**Exercise aim:** Set down, exactly and in full, the line holding "strap as a single point per instance." and all the lines after it until the listing ends, and nothing else.

**Material for the task:**
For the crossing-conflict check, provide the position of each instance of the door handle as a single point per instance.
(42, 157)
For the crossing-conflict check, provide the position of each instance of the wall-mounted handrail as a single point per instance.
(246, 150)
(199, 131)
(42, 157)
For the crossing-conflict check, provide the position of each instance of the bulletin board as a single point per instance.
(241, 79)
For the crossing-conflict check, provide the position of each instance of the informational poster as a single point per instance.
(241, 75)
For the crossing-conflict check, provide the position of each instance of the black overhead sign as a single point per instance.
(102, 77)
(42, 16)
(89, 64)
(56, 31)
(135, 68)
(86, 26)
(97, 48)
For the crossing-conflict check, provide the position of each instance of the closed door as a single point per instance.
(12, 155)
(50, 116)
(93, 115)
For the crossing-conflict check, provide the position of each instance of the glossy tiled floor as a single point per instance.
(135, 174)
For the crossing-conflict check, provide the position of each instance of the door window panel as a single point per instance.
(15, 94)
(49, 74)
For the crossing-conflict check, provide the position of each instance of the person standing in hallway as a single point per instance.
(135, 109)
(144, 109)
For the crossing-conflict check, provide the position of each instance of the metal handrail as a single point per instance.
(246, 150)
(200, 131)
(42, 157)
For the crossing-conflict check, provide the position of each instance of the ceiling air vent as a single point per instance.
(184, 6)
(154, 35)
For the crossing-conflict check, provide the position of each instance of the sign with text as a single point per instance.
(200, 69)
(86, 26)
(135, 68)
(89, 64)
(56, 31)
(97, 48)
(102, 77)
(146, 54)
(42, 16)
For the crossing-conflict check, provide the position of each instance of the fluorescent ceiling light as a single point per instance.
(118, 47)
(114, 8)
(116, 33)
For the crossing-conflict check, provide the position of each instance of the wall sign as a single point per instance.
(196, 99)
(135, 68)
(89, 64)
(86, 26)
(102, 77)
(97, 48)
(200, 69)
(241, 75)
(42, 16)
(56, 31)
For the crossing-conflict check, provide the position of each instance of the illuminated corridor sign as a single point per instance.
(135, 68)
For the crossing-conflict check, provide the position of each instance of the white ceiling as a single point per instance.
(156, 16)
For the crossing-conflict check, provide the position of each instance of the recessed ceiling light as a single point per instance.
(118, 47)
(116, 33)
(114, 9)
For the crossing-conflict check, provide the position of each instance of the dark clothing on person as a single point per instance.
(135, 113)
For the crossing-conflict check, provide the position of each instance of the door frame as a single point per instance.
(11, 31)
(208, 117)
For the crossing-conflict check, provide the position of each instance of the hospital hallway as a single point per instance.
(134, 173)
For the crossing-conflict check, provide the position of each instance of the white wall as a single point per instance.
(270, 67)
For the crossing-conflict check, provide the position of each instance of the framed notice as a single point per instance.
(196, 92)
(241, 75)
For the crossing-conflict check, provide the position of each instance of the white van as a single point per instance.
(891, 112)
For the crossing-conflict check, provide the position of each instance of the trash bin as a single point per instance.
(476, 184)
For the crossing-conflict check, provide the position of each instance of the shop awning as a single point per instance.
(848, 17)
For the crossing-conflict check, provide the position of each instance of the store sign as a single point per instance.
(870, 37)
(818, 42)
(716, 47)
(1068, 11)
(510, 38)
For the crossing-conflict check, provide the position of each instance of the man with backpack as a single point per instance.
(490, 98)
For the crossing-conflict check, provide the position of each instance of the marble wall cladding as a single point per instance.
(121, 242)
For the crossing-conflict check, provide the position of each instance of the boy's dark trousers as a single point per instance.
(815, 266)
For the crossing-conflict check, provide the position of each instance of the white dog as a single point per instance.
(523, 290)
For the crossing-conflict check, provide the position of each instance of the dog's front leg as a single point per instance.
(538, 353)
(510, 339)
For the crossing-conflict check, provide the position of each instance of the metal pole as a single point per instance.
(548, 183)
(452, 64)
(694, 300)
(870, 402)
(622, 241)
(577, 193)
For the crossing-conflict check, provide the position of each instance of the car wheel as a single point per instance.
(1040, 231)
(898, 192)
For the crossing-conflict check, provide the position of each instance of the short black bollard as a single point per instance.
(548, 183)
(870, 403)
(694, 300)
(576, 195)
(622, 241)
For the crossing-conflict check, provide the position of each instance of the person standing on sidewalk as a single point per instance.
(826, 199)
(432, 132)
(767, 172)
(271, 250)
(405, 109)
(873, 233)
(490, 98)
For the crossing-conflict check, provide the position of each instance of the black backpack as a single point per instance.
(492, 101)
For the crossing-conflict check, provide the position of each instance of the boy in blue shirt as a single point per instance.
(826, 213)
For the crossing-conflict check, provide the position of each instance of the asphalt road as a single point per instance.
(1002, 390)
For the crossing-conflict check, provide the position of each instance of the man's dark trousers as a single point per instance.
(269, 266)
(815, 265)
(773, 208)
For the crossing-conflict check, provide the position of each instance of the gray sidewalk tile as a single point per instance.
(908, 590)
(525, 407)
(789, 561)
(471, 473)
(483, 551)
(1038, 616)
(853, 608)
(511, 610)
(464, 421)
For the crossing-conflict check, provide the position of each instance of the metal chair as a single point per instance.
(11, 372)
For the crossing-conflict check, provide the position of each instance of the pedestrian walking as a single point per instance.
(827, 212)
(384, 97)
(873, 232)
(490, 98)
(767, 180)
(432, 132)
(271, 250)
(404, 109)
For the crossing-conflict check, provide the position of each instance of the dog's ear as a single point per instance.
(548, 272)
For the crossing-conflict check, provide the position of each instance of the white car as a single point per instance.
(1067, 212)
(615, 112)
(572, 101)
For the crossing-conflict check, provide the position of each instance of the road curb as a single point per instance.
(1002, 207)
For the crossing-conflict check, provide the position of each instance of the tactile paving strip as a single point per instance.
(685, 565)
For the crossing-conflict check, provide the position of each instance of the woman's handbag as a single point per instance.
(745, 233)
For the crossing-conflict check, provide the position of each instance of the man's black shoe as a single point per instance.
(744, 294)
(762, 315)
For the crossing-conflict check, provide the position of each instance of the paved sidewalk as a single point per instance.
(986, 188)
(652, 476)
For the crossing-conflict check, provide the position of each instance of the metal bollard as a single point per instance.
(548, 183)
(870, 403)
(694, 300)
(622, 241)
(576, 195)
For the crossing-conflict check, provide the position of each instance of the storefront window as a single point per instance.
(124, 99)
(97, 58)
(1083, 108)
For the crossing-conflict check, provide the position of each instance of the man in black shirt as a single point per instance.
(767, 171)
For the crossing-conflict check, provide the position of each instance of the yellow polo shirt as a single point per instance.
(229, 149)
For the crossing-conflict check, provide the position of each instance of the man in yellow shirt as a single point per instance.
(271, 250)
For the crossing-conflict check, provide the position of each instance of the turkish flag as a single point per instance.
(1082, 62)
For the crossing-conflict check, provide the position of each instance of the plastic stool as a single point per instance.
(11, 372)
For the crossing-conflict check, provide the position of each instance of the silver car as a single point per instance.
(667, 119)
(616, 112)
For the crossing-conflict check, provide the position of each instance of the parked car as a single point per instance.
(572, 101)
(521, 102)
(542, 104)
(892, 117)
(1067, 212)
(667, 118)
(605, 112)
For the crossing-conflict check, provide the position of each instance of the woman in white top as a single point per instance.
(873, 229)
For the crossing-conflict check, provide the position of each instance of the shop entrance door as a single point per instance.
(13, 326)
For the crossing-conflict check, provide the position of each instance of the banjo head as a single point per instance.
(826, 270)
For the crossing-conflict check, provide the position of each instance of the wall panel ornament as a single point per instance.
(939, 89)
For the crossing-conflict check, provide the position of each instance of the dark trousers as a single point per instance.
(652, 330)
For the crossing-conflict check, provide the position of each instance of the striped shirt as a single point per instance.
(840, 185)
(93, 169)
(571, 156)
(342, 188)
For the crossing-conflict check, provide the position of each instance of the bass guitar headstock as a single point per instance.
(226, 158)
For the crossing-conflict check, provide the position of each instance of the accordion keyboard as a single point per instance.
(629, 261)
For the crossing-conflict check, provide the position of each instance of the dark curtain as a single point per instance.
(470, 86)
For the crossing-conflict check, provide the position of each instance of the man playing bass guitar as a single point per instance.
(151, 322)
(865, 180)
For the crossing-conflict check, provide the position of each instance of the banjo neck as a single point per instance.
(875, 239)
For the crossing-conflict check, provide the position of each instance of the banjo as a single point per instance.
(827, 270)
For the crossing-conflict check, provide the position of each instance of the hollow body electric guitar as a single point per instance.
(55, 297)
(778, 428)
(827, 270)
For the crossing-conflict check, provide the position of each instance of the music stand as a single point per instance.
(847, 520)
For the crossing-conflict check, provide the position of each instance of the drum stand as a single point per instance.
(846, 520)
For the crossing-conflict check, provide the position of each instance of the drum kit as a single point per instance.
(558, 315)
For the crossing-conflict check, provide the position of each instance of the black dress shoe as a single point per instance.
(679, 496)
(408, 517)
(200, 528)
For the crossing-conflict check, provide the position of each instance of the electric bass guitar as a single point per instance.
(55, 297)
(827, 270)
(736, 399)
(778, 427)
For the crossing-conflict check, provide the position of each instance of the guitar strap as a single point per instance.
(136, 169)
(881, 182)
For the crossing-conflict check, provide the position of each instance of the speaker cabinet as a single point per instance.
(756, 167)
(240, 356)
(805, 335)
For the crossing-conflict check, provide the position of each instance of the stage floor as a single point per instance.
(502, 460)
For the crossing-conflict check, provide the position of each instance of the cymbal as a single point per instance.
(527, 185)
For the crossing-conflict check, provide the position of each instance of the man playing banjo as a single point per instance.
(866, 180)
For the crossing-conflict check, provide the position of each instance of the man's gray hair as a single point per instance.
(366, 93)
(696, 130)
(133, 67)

**Solution to this task:**
For the crossing-conflict check, provide the position of each instance of the guitar strap as a single point per instance.
(136, 169)
(881, 182)
For the crossing-conflict check, provide the position of each instance of the speaker cabinet as a single point per instance.
(756, 167)
(240, 356)
(805, 335)
For the crossing-conflict check, provide the position of each instance of the stage floor as a single point per instance.
(502, 460)
For the crossing-conflict check, provide the position of each instance of the cymbal as a single point per instance.
(527, 185)
For the crossing-conflict check, provide the position of each instance of the man playing banjo as a single point per instance.
(866, 180)
For the crossing-conflict check, provide the position of each instance of the man's gray hair as a single point per instance.
(366, 93)
(696, 130)
(133, 67)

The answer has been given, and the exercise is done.